═════ Supplied information

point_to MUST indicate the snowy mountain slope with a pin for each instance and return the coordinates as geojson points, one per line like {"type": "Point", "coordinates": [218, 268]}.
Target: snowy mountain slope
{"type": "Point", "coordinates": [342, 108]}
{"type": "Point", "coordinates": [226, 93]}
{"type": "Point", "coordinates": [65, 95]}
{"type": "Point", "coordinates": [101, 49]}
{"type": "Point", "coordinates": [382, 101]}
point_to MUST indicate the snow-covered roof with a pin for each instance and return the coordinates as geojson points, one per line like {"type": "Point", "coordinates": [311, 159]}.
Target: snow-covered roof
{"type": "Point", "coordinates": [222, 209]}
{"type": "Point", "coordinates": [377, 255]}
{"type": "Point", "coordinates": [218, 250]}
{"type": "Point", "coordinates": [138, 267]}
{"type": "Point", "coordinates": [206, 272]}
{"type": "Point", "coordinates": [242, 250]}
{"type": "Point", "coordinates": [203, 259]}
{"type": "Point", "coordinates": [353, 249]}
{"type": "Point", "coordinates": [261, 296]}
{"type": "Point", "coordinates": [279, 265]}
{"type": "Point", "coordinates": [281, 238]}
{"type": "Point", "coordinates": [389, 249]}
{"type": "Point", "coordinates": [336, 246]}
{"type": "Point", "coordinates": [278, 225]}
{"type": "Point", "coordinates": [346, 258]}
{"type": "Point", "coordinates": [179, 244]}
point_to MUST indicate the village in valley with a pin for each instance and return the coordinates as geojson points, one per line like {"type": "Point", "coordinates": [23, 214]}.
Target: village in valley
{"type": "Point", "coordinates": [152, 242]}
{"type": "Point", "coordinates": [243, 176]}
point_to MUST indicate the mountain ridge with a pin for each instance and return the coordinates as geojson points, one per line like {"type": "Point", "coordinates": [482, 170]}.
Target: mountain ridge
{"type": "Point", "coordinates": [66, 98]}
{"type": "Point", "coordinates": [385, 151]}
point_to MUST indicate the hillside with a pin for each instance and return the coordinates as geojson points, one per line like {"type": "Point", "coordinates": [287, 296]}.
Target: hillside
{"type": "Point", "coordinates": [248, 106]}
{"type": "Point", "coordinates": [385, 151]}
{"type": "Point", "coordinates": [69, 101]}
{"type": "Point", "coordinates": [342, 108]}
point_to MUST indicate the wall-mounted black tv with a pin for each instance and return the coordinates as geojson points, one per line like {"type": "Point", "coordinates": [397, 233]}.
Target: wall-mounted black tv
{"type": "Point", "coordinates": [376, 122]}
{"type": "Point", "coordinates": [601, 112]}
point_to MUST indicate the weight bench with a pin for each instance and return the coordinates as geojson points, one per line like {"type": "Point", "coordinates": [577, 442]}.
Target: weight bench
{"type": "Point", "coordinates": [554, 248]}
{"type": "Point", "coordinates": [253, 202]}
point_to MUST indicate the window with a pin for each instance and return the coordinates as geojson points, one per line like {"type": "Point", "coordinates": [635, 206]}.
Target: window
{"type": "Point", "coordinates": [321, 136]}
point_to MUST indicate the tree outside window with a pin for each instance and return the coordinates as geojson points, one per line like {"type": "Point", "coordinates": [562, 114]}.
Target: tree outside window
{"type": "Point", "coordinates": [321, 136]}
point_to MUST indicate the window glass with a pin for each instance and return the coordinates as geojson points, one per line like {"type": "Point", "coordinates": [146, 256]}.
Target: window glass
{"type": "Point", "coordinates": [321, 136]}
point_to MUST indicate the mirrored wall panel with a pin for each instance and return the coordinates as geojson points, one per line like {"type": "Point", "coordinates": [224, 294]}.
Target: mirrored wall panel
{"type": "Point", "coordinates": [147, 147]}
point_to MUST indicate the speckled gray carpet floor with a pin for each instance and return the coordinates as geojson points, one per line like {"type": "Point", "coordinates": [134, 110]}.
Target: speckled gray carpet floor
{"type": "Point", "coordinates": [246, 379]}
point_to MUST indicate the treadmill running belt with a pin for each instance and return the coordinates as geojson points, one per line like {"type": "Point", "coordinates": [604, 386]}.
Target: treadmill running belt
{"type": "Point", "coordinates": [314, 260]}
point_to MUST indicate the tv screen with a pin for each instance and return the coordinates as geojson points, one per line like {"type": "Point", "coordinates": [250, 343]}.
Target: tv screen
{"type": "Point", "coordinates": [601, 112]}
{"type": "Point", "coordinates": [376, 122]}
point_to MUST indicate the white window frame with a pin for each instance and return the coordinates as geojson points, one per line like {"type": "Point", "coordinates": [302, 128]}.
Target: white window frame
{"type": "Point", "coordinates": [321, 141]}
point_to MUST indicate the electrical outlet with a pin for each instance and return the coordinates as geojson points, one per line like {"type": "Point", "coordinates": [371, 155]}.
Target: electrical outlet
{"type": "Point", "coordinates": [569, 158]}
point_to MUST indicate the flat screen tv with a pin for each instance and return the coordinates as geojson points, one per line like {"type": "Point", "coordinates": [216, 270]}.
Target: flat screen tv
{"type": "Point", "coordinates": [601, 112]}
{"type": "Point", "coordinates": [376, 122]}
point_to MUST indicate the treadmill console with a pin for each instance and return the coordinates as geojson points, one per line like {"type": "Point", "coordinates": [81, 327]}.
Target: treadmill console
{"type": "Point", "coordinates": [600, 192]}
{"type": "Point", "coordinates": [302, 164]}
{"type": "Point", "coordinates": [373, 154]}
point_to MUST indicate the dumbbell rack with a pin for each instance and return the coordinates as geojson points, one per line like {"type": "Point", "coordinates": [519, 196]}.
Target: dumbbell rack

══════════
═════ Supplied information

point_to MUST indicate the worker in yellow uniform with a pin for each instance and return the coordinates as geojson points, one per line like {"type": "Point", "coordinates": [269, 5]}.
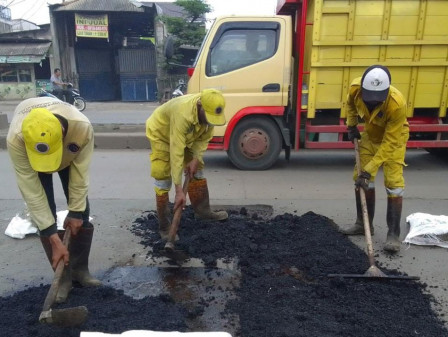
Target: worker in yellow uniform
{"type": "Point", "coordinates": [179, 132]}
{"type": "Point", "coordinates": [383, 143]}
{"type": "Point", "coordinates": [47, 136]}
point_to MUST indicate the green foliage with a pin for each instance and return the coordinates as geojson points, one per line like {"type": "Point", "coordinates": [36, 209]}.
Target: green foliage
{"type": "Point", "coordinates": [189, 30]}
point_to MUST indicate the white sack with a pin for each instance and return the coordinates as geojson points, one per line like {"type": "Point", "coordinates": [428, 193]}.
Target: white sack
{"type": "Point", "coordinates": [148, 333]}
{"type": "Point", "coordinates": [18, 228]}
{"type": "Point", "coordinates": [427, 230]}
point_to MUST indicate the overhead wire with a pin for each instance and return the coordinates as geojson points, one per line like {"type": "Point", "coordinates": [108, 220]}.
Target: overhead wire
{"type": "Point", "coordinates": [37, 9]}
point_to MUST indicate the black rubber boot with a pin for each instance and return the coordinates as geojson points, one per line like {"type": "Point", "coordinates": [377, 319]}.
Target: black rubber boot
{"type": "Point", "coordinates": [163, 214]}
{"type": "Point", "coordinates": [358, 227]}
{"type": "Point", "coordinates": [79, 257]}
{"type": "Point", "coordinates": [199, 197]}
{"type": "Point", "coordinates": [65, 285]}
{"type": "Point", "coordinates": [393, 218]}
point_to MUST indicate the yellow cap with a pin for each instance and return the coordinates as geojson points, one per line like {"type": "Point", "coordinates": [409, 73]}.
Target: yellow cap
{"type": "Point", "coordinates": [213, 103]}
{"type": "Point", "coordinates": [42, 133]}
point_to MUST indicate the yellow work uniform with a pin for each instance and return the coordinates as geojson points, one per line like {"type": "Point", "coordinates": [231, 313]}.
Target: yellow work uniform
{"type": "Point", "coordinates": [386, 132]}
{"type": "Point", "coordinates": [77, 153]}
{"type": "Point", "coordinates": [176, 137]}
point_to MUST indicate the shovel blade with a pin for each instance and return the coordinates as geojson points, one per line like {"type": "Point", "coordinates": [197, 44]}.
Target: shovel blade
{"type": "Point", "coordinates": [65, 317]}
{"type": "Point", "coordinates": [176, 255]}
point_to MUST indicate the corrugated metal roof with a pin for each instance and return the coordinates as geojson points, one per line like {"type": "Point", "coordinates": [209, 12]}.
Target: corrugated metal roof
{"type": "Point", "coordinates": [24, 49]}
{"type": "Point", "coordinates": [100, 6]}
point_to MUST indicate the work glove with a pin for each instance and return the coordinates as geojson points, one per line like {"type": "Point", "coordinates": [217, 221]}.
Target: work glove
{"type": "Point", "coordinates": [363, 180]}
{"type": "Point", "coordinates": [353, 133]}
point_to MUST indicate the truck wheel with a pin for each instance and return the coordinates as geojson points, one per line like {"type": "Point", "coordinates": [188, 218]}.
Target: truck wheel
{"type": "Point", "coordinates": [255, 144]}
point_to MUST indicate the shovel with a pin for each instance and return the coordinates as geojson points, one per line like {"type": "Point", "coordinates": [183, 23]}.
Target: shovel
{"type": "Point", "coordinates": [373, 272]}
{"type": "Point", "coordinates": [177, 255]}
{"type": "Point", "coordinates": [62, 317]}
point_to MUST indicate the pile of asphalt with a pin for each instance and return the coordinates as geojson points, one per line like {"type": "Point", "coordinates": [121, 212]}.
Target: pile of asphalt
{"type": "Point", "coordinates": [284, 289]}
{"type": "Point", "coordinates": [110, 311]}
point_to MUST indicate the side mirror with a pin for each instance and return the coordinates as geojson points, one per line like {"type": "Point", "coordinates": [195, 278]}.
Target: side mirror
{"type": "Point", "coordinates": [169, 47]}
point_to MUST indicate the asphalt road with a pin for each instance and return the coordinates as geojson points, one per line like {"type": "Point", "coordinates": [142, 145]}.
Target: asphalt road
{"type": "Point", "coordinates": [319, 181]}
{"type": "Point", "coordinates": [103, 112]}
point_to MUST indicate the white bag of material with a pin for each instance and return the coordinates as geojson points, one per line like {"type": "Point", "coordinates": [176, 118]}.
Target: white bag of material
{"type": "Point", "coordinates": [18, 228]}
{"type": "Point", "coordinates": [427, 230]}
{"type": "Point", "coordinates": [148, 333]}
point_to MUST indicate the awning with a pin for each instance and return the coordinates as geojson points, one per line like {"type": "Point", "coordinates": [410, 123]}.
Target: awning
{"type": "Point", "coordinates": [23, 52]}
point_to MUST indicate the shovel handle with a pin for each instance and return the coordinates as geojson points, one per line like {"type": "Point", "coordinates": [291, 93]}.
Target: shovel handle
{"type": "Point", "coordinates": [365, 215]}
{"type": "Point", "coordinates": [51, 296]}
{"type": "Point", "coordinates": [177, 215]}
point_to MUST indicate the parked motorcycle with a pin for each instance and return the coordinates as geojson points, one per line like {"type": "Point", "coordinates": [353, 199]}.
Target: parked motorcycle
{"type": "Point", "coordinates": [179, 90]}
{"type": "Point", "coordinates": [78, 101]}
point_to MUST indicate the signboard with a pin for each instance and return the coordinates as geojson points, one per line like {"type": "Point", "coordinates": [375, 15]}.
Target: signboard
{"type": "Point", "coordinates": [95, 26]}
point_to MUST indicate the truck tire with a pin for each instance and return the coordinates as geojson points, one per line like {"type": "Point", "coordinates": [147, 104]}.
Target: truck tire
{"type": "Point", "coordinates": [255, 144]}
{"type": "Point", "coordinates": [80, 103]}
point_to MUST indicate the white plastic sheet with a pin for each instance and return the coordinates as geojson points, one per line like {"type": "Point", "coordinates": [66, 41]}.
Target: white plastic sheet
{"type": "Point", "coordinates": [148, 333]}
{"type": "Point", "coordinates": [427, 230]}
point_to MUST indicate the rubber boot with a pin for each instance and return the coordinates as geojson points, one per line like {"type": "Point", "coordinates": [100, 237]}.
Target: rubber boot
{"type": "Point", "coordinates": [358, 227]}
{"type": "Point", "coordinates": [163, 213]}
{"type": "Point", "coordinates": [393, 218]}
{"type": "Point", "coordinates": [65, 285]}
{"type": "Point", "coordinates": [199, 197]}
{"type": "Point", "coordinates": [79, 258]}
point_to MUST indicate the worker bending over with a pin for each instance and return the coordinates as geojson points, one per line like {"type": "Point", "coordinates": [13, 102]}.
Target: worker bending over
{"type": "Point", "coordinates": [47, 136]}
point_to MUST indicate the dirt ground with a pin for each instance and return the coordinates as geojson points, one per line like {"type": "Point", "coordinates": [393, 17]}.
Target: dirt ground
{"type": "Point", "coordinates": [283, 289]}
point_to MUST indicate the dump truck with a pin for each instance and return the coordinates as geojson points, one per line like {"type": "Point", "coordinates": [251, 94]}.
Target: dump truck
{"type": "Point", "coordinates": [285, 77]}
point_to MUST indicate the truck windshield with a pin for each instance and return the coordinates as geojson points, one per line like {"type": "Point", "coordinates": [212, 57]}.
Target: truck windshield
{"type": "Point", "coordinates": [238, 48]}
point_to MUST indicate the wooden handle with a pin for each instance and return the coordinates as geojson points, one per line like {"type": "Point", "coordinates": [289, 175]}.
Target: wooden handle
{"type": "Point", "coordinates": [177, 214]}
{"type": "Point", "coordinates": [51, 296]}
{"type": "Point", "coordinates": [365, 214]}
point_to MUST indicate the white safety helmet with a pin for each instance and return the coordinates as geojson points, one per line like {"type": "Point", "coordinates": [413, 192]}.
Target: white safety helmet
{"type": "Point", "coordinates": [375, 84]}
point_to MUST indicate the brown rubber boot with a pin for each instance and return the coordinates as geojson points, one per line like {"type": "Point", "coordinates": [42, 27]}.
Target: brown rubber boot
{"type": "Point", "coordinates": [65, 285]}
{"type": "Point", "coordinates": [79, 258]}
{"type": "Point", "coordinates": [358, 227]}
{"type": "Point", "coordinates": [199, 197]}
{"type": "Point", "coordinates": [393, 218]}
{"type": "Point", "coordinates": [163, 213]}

══════════

If a line in the records above contains "rack", copy that line.

point_to MUST indicate the dumbbell rack with a pin for each instance and return the coordinates as geojson points, one per line like {"type": "Point", "coordinates": [519, 196]}.
Target: dumbbell rack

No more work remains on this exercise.